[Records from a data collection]

——

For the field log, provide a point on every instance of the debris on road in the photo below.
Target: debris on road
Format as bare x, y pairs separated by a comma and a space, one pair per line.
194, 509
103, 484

——

Task item — Locate the line that contains "Format as bare", then please quote it and every line after it to the end of the entries above, exactly and with nothing else.

Completed exercise —
Format as bare x, y pairs separated by a comma and a space, one pair per line.
194, 509
103, 484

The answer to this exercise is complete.